● **Ihre Aufgabe**
Setzen Sie den Text über Marokkos WM-Viertelfinale gegen Portugal nach seinem letzten Satz fort.

● **Vorliegender Text**
Marokko will mit einem Sieg über Portugal ins WM-Halbfinale stürmen. (Urheber/Quelle/Verbreiter: Robert Michael/dpa)

Ganz Afrika und auch der arabische Raum scheinen sich einig – alle für die Löwen vom Atlas. Vor dem WM-Viertelfinale zwischen Marokko und Portugal fiebern viele Millionen Menschen mit dem Außenseiter, der von allen Seiten vereinnahmt wird.

Als erstes afrikanisches Team überhaupt bei einer Fußball-Weltmeisterschaft kann die Auswahl von Trainer Walid Regragui am Samstag (16.00 Uhr MEZ/ZDF und MagentaTV) im Al-Thumama Stadion ins Halbfinale einziehen. Ein früherer WM-Held des Landes traut Marokko noch mehr zu.   

«Kämpfen für unsere Heimat»

«Was wir heute erleben, ist historisch – eine der besten acht Mannschaften hier zu sein. Ich glaube, die können es bis ins Finale schaffen. Unsere Spieler kämpfen für unsere Heimat», sagte Abderrazak Khairi der Deutschen Presse-Agentur. Der heute 60-Jährige erzielte beim 3:1 gegen Portugal im Gruppenspiel 1986 in Mexiko zwei Tore. Im Achtelfinale schied Marokko dann durch ein spätes Tor von Lothar Matthäus mit 0:1 gegen Deutschland aus.

● **Ausgewählte Datensätze**
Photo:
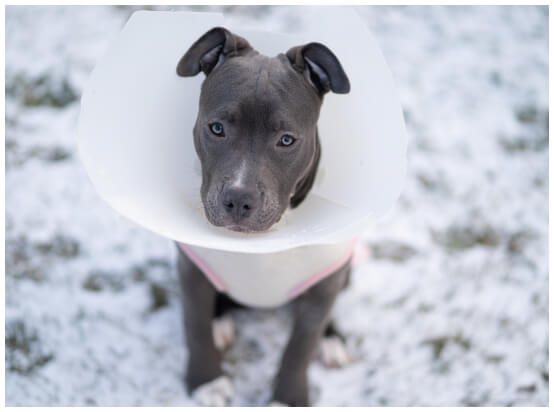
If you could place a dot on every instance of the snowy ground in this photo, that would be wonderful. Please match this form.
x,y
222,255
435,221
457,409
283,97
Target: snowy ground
x,y
451,310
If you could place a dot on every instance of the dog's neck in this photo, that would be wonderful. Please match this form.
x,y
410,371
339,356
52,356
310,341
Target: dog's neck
x,y
304,186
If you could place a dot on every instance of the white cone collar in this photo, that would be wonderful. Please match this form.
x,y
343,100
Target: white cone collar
x,y
137,116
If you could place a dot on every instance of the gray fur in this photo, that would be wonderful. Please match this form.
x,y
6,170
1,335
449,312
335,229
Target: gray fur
x,y
249,179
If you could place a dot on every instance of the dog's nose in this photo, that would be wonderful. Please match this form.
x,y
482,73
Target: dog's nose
x,y
240,202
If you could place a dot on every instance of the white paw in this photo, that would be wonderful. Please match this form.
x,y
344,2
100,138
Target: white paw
x,y
223,330
334,353
215,393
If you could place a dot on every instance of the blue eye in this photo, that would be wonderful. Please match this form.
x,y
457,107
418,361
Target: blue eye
x,y
217,129
286,140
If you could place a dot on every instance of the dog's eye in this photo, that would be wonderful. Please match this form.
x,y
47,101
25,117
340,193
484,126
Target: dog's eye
x,y
286,140
217,129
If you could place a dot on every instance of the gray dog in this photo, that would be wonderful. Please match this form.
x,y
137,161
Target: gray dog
x,y
257,140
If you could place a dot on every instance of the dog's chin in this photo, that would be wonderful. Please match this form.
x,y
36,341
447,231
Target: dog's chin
x,y
243,226
242,229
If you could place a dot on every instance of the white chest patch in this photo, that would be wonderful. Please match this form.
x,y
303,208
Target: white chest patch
x,y
269,279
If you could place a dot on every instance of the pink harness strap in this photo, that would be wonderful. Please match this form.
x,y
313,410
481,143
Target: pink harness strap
x,y
356,251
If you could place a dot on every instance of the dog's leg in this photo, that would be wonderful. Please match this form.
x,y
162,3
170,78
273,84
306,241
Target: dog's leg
x,y
334,353
311,315
223,325
204,376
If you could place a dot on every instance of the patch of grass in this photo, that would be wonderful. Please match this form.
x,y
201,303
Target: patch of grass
x,y
392,250
44,90
60,245
24,351
438,344
98,280
462,237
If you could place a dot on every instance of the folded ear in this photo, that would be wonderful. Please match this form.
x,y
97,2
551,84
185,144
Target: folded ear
x,y
210,50
320,67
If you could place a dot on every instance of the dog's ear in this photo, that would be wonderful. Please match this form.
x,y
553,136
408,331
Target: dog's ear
x,y
210,50
320,67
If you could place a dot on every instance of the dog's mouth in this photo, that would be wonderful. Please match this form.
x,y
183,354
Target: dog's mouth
x,y
242,229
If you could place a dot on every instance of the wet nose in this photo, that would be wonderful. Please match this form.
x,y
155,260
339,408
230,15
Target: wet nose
x,y
240,202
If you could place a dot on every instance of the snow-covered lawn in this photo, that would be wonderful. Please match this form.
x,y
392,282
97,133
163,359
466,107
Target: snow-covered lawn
x,y
452,307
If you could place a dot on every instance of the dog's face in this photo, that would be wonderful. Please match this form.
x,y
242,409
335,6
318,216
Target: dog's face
x,y
256,130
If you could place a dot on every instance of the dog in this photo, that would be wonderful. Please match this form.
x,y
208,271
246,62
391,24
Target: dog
x,y
257,140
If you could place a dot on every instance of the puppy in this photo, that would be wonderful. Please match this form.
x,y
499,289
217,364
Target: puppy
x,y
257,140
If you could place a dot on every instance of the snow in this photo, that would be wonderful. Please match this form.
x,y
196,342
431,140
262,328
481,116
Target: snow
x,y
451,309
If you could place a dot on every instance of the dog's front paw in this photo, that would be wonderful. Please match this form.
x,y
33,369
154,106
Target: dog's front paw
x,y
223,330
215,393
334,353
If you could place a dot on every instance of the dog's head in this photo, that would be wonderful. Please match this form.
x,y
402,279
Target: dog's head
x,y
256,130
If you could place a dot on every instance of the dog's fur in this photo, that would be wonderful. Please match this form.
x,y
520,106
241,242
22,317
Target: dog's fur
x,y
248,103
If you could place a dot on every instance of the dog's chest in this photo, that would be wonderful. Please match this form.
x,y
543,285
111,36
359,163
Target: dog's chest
x,y
269,279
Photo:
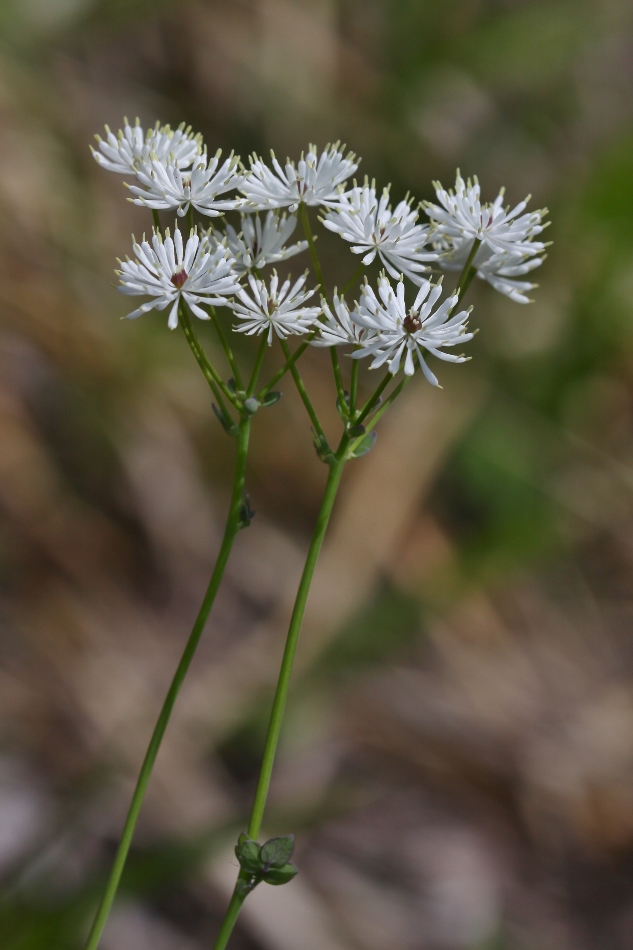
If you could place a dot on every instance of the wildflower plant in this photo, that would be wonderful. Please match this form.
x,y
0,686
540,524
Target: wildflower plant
x,y
403,322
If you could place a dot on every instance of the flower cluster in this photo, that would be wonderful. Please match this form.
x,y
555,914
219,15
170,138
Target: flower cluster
x,y
372,227
504,237
174,174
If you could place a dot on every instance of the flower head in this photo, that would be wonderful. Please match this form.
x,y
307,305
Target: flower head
x,y
339,327
167,187
130,147
461,217
260,243
166,271
274,308
409,330
315,180
370,224
499,270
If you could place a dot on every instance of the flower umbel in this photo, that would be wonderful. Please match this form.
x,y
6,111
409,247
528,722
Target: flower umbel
x,y
167,272
123,152
315,180
409,330
274,308
339,327
372,227
167,187
461,217
259,244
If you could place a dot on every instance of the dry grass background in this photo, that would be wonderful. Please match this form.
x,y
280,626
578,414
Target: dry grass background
x,y
458,762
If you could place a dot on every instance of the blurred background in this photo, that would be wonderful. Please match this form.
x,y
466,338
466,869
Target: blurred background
x,y
458,757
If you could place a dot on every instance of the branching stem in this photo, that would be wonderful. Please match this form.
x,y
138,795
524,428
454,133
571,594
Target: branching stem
x,y
208,370
233,525
302,390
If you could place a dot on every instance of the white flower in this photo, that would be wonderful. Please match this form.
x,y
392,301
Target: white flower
x,y
339,327
373,228
259,244
499,270
124,151
315,180
167,272
279,310
461,217
167,187
411,330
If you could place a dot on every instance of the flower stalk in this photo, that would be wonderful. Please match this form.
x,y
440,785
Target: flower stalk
x,y
241,889
209,269
233,525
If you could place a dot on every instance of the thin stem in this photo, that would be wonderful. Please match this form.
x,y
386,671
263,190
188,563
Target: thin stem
x,y
259,359
305,221
302,391
209,371
353,389
350,283
233,524
287,365
283,683
468,271
196,349
338,379
336,367
373,399
235,905
281,693
382,409
227,348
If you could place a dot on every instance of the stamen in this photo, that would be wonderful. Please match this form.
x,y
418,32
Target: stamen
x,y
412,322
179,279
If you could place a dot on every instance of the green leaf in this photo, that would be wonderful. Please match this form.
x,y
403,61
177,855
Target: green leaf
x,y
248,853
277,851
343,407
251,405
282,875
271,398
224,422
364,446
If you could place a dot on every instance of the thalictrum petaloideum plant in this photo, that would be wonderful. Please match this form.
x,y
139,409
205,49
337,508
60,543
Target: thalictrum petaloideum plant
x,y
223,275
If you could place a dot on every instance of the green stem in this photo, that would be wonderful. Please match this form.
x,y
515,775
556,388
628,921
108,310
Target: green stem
x,y
373,399
338,379
281,693
198,353
227,348
302,390
468,271
233,524
283,683
383,408
353,389
259,359
287,365
305,221
209,371
235,905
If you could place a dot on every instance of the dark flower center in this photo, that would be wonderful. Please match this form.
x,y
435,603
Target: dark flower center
x,y
412,322
179,278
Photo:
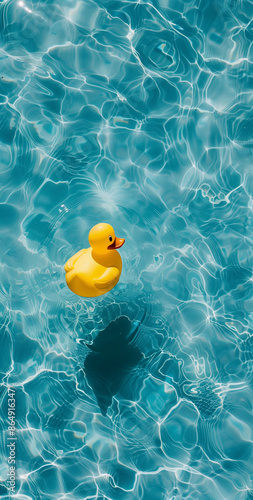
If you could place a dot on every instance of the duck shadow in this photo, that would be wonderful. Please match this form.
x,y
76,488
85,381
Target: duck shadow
x,y
114,355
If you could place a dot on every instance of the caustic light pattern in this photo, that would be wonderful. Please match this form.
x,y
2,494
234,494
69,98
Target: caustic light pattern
x,y
138,114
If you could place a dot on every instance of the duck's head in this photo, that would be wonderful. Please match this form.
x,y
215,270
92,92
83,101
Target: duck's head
x,y
102,238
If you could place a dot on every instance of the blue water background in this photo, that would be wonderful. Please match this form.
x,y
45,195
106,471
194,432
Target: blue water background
x,y
138,114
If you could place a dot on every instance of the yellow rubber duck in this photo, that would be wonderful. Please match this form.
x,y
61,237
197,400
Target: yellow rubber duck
x,y
96,270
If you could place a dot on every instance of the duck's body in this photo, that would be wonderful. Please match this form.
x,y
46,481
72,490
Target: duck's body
x,y
96,270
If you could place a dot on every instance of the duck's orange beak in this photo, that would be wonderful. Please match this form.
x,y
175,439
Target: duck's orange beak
x,y
118,242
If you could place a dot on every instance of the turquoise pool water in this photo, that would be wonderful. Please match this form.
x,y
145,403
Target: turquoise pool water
x,y
138,114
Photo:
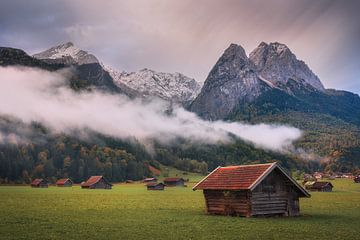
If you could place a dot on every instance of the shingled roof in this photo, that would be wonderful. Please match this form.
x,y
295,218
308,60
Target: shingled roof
x,y
174,179
243,177
37,181
63,181
94,179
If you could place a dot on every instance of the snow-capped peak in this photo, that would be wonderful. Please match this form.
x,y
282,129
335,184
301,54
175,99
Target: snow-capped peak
x,y
174,87
68,51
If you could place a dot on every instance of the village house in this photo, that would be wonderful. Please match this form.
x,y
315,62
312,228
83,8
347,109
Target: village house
x,y
149,180
64,182
155,186
251,190
174,182
39,183
357,179
319,186
318,175
97,182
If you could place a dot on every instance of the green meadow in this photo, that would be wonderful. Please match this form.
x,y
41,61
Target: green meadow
x,y
129,211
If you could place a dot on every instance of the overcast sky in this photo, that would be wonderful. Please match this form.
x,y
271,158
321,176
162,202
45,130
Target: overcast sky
x,y
189,36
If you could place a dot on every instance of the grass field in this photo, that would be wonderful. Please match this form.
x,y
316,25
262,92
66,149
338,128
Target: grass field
x,y
131,212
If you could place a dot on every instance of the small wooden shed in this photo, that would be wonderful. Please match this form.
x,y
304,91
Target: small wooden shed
x,y
97,182
357,179
320,187
149,180
155,186
174,182
64,182
39,183
251,190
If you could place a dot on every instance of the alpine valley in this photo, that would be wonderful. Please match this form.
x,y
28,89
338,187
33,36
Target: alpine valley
x,y
270,85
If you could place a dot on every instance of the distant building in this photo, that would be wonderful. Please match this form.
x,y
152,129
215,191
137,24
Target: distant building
x,y
320,186
148,180
251,190
174,182
39,183
97,182
357,179
155,186
318,175
64,182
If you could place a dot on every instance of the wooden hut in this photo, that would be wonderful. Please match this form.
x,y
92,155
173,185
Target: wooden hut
x,y
174,182
155,186
320,186
40,183
149,180
97,182
251,190
357,179
64,182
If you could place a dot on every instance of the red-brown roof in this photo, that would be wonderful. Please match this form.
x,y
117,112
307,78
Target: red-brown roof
x,y
93,180
37,181
63,181
154,184
150,179
173,179
234,177
243,177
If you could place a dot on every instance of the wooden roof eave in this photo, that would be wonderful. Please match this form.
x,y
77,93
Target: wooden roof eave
x,y
194,187
269,170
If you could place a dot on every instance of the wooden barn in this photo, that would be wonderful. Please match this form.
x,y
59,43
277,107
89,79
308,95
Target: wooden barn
x,y
357,179
320,186
155,186
149,180
251,190
174,182
64,182
40,183
97,182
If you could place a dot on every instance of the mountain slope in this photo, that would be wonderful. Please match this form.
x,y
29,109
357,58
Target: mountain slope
x,y
293,95
174,87
67,53
232,80
277,64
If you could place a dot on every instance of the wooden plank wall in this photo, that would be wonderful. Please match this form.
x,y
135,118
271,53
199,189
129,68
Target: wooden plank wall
x,y
227,202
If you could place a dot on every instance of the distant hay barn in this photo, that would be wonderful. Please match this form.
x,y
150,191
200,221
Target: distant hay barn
x,y
357,179
174,182
155,186
251,190
319,186
97,182
64,182
39,183
148,180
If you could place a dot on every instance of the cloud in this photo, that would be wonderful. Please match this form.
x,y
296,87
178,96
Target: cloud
x,y
36,95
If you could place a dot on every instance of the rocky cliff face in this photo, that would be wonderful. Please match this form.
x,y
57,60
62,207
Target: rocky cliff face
x,y
67,53
174,87
277,64
232,80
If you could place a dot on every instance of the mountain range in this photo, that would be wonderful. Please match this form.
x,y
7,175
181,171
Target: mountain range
x,y
174,87
270,85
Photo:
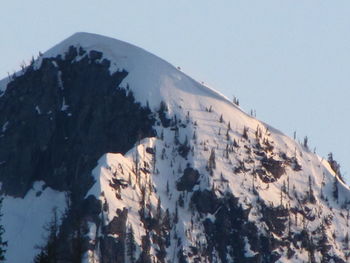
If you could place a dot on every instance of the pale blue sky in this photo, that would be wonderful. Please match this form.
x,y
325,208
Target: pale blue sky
x,y
288,60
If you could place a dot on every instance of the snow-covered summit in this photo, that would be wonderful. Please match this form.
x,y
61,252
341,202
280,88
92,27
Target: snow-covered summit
x,y
191,178
152,76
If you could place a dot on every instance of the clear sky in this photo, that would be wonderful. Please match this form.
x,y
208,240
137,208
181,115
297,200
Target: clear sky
x,y
289,60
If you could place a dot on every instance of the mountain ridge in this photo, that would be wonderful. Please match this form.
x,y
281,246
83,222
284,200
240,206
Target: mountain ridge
x,y
157,167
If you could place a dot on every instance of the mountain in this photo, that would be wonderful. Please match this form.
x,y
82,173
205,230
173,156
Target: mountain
x,y
110,154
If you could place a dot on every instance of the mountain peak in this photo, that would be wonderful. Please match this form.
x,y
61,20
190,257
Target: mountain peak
x,y
156,167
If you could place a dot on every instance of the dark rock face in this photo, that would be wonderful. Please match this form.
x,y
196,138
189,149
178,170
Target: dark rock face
x,y
231,229
188,180
58,120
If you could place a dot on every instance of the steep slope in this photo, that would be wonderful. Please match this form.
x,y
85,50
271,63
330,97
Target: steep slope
x,y
184,176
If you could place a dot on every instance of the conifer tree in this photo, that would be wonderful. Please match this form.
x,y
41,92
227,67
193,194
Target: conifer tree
x,y
3,244
131,246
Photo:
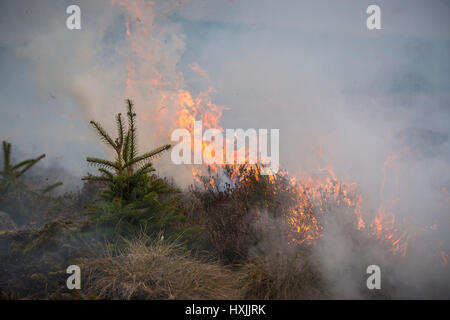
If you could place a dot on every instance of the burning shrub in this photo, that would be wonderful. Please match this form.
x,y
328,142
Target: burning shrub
x,y
282,274
155,269
232,210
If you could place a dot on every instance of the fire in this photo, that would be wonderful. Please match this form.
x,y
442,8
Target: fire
x,y
313,197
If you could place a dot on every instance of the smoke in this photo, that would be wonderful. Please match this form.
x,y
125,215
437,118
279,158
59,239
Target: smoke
x,y
372,104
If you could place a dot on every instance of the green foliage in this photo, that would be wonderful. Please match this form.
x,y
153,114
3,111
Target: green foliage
x,y
9,176
133,198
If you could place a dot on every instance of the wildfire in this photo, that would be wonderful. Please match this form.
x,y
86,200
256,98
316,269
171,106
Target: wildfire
x,y
312,197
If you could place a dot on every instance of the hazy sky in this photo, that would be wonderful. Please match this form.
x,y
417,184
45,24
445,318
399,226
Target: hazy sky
x,y
341,95
310,68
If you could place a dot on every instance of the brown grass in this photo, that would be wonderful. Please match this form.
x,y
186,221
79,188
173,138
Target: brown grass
x,y
156,269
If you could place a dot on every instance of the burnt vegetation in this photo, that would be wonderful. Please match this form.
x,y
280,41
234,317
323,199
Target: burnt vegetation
x,y
137,236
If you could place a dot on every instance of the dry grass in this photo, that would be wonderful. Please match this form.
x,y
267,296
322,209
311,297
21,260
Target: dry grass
x,y
281,276
155,269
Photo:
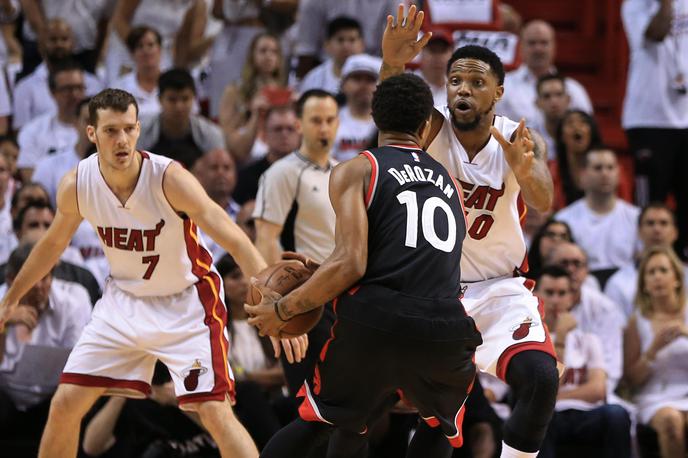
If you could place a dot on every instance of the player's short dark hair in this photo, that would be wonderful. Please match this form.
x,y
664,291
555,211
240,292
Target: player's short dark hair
x,y
550,77
137,33
317,93
64,65
480,53
402,103
554,272
343,23
30,205
176,79
110,99
656,206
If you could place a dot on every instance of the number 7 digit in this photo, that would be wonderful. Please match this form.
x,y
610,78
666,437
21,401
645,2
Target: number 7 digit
x,y
152,261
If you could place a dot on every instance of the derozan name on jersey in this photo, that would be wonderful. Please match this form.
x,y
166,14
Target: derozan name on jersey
x,y
415,173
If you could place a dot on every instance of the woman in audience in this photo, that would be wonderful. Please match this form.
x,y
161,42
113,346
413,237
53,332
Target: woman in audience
x,y
145,46
243,104
656,349
545,239
577,134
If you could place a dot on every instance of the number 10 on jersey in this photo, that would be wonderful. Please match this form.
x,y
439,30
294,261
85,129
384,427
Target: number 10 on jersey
x,y
427,215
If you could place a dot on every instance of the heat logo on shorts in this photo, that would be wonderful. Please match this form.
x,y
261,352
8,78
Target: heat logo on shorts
x,y
191,375
522,330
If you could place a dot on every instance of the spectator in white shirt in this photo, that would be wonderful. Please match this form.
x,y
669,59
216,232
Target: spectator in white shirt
x,y
553,102
32,95
656,227
145,46
433,64
356,126
602,224
344,39
581,415
52,314
594,312
655,112
53,133
538,48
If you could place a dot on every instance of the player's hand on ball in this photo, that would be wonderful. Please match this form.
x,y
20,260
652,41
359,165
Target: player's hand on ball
x,y
519,153
294,348
263,315
305,260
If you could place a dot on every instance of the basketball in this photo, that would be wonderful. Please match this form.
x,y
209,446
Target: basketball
x,y
283,277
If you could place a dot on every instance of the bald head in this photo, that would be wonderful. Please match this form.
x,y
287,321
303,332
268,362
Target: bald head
x,y
58,40
538,46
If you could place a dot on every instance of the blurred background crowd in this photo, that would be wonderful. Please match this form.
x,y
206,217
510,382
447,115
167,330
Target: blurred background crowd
x,y
605,83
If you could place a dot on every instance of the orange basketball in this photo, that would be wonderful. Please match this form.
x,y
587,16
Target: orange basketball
x,y
283,277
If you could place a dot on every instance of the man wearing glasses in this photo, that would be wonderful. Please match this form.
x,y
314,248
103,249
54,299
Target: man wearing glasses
x,y
53,132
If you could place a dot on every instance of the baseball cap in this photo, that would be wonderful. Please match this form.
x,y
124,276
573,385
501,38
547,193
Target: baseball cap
x,y
361,63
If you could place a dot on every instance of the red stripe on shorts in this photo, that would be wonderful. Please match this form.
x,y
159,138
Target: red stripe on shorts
x,y
209,290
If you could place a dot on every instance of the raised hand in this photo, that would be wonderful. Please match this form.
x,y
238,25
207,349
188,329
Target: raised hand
x,y
400,42
519,153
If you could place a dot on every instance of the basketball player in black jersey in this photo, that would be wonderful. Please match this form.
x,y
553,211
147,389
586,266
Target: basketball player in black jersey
x,y
394,279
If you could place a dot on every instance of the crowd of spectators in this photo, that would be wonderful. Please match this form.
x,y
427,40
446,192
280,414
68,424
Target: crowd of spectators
x,y
217,83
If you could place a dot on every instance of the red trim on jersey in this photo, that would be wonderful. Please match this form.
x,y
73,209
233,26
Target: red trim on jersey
x,y
373,177
323,352
513,350
209,289
522,212
414,148
104,382
459,189
201,260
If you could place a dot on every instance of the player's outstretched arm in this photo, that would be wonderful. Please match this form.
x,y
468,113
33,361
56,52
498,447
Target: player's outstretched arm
x,y
343,268
400,42
48,249
186,195
526,154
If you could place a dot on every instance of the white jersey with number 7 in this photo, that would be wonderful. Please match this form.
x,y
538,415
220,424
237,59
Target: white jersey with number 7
x,y
152,250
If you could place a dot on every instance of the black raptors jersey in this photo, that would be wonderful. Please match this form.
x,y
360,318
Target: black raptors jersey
x,y
416,224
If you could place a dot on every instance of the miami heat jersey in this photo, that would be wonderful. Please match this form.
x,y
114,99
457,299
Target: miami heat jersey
x,y
416,224
494,244
151,249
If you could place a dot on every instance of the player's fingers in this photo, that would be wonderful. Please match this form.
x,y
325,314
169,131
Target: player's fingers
x,y
418,23
288,352
276,346
499,137
390,22
424,40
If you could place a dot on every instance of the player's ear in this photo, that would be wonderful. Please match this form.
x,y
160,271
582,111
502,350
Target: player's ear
x,y
91,133
499,93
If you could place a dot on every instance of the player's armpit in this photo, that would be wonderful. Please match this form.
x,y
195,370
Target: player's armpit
x,y
347,263
186,196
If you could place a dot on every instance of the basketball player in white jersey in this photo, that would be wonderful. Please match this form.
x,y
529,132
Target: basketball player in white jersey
x,y
497,176
162,300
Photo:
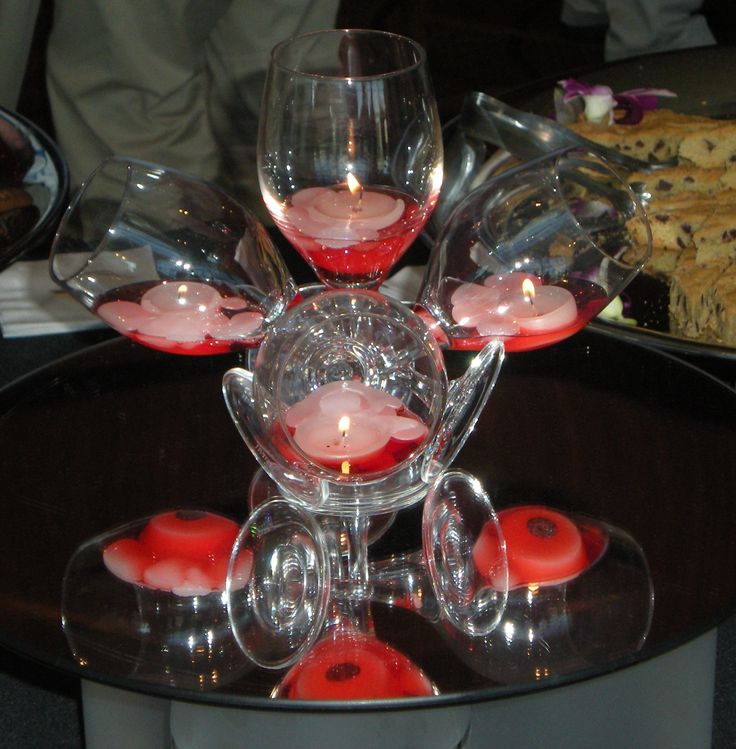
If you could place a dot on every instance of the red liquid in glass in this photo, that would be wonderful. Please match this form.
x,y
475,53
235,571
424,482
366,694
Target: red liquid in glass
x,y
207,345
363,262
354,667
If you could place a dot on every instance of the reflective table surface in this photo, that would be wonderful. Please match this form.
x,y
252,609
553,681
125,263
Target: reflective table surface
x,y
594,427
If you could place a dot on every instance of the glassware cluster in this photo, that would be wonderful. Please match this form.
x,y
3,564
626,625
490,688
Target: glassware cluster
x,y
342,394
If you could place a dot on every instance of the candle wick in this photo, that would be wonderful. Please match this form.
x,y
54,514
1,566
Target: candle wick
x,y
358,207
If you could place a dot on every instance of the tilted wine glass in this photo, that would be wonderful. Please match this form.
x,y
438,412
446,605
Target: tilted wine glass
x,y
531,256
169,260
349,150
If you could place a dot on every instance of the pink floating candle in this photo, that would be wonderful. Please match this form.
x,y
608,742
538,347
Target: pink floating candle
x,y
188,317
513,304
352,427
332,441
338,217
180,296
541,310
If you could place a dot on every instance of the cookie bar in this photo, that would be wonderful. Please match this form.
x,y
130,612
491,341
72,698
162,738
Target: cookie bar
x,y
691,304
724,307
677,179
713,146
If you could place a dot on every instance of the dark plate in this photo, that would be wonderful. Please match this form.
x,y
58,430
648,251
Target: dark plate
x,y
47,181
592,426
711,94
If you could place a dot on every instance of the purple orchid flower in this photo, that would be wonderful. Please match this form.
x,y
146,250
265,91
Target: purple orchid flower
x,y
625,108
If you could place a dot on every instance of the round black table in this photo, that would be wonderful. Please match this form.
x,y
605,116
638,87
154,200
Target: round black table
x,y
592,426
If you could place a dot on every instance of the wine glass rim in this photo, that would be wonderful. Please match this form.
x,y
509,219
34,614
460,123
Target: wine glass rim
x,y
420,60
640,215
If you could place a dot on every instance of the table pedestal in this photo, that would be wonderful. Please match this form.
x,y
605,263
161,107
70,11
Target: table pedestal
x,y
665,701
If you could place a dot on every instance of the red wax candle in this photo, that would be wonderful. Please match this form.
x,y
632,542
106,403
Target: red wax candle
x,y
354,667
543,547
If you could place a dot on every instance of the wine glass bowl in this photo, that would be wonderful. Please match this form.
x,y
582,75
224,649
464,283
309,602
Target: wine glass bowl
x,y
169,260
531,256
349,150
348,407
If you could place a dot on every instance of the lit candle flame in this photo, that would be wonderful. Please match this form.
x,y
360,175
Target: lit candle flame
x,y
353,185
527,289
355,189
181,294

● **Erwartete Antwort**
«Ich war damals ein Kind. Die Spieler von 1986 waren unsere Helden, wir wollten alle so sein wie sie. Vielleicht lassen wir jetzt die Kinder von Marokko träumen und sie werden eines Tages für unser Land spielen», sagte der so gefeierte Coach Regragui, der als erster afrikanischer Trainer ein WM-Viertelfinale erreicht hat. «Marokko hat die Unterstützung vieler Menschen im Rücken, um Historisches zu schaffen.»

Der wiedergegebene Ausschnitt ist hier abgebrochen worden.